[[ DOCUMENT TEXT, beginning ]]

Television and the race for ratings during Ramadan

As they do every year during Ramadan, television stations strive to produce the most captivating programmes to attract the maximum number of viewers. At this time of year, Muslims around the world turn to Arabic-language broadcasters at Iftar, the time when fasting is broken and the sun sets. More than 1,000 satellite channels, in addition to national digital channels, offer comedy, drama, soap operas, series and various public programmes.
If the choice is so varied, it is because advertising rates increase threefold during this holy period, so everyone goes there!
In this frantic race for ratings, all "tricks" seem to be allowed. Ramadan always comes under the sign of spectacle and hidden cameras are its trademark. This year the trend is confirmed, even if making people laugh often flirts with bad taste and scares.
In Morocco, the second national TV channel, 2M, is recording record results (up to 75% audience share) for its flagship programme "Mchiti Fiha", in which guests play at scaring wild and dangerous animals in a zoo.
But where the stupidity reaches its paroxysm is in Tunisia and following the same hidden camera procedures, an Angelina Jolie look-alike presents herself - as the American actress - as a UN goodwill ambassador to offer Tunisia a batch of vaccines against EVID-19. The ambush was set up when the guest who had just been vaccinated witnessed the death of an accomplice after being injected with the same vaccine.
In this period of vaccine mistrust and widespread concern, Nessma TV ignores all prudence and responsibility. The WHO was quick to react: "The media have a role to play in this area. But it is to be hoped that such a programme broadcast on a popular channel at a time of large audiences does not, on the contrary, by associating the vaccine with death or serious side effects, contribute to promoting scepticism, vaccine hesitation and conspiracy," writes the World Health Organisation's representative in Tunisia. The Tunisian Medical Association has also expressed its dissatisfaction, calling the programme "a serious threat to the (vaccination) campaign and likely to disrupt public perception of the vaccine".
If Ramadan is the time of year for fasting, it is also (and above all) the month when people eat the most. From morning to night, chefs and cooks of all kinds prepare high-calorie delicacies and tease the taste buds of the most austere fasters. In these digestive and often indigestible rides, the world's cuisines pass without leaving any room for dieting.
But that's not the end of it, the "visual appeal" of television must last beyond the lunch hour. And then comes the other must-see programme of the evening, the soap opera. It is an ancient tradition that has always been respected and widely financed and developed.

[[ DOCUMENT TEXT, end ]]
[[ DATA RECORDS, beginning ]]

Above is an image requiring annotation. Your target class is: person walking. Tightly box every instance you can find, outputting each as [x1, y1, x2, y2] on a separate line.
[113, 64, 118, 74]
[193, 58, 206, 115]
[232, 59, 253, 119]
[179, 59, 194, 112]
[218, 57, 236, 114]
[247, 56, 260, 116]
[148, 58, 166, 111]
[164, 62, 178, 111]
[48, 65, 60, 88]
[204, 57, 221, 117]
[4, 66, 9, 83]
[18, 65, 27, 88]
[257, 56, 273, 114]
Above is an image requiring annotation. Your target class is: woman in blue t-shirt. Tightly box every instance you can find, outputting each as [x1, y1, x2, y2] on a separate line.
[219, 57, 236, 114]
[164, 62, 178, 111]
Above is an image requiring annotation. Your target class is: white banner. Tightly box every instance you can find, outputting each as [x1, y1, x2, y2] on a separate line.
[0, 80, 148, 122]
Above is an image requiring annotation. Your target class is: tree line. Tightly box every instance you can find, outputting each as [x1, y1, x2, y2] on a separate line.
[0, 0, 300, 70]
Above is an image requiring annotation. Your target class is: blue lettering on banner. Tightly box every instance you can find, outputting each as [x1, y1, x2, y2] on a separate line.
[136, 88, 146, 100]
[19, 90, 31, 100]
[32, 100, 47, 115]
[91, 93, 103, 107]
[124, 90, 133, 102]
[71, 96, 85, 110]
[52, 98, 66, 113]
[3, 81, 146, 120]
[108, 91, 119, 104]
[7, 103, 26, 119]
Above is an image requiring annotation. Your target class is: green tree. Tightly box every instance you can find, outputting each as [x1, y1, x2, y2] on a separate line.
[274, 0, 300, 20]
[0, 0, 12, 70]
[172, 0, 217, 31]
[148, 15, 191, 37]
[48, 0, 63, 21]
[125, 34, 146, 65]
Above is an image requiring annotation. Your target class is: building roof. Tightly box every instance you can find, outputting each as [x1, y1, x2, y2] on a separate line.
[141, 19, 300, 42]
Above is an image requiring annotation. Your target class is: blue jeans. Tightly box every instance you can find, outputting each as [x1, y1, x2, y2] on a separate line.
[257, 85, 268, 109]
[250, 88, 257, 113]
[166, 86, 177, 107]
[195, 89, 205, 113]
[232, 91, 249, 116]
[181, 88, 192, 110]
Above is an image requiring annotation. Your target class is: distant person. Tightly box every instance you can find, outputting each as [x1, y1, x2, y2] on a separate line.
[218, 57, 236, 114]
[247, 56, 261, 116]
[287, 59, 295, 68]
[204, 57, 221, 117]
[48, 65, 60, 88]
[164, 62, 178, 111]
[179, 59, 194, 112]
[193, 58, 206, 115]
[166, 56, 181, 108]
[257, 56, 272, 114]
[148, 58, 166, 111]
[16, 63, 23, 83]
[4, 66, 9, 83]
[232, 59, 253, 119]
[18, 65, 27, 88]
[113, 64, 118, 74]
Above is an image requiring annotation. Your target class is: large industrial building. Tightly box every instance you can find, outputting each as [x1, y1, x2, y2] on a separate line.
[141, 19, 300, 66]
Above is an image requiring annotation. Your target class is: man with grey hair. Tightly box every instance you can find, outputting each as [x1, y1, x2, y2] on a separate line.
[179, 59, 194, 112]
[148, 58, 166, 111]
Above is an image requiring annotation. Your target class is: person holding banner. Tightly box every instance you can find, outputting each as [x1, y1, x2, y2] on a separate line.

[[ DATA RECORDS, end ]]

▸ STUDY QUESTIONS
a – In the article on Ramadan television ratings, condense the paragraph beginning "As they do every year during Ramadan" into a short bulleted list that keeps its main facts.
b – Extend the article on Ramadan television ratings with a further passage that picks up after its final sentence.

▸ RESULTS FOR THE EXERCISE
a –
- Every Ramadan, television stations compete to produce the most captivating programs and draw the most viewers.
- At Iftar, when the fast is broken at sunset, Muslims around the world turn to Arabic-language broadcasters.
- More than 1,000 satellite channels, plus national digital channels, offer comedy, drama, soap operas, series and various public programs.

b –
With the help of technology, satellite and digital broadcasts offer these series on YouTube for free sharing. In terms of drama, the current trend corresponds to the Muslim world's greatest concern: terrorism.
Egypt, one of the main producers of the series, has devoted itself to denigrating its worst enemy, the Muslim Brotherhood, and to reviewing their misdeeds in the country's recent history. The series El- Al Ikhtiyar 2 (The Choice 2) is inspired by real events and terrorist acts that shook Egypt between 2013 and 2014. From the massacres in the camps in Rabia-El-Adaouïa square, to the bloodiest operations in the Sinai. Supported by archival footage in an almost documentary style of writing, the action series is an anthology of explosions and heroic actions by Egyptian officers and to the glory of the Egyptian army.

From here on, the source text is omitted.